Excerpts from a dataset

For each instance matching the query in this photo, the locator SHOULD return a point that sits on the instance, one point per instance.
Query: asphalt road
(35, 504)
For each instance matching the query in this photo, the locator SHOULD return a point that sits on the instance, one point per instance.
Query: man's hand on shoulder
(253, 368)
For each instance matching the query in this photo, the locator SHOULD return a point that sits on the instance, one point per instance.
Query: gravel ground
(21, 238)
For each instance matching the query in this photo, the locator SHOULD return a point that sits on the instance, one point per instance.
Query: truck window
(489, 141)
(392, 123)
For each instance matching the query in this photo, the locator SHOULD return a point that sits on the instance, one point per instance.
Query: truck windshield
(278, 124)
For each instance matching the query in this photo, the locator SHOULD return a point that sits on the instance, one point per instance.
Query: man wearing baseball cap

§ What you will do
All entries must be repeated exactly.

§ Result for this exercise
For each instance matching the query in this photo, the locator SHOULD return a point that sits on the instance, one point per instance.
Query: asphalt road
(35, 504)
For each instance matching the query in this photo, the locator SHOULD return a point that sits on the instance, one point per instance.
Query: man's hand on shoulder
(253, 368)
For each instance matching the query in this photo, the locator SHOULD return a point that sits on the instance, one point per instance.
Query: gravel ground
(21, 238)
For each instance matching the query in this photo, the locator SHOULD return a point that sits on the instance, one point per instance.
Query: truck window
(489, 141)
(392, 123)
For each instance matching the query in this photo, the locator SHOULD return a point that sits on the instance, one point per instance.
Query: truck windshield
(278, 124)
For each instance matching the query in this photo, the locator SHOULD return a point that sits on the instance, one point per instance.
Query: man wearing baseball cap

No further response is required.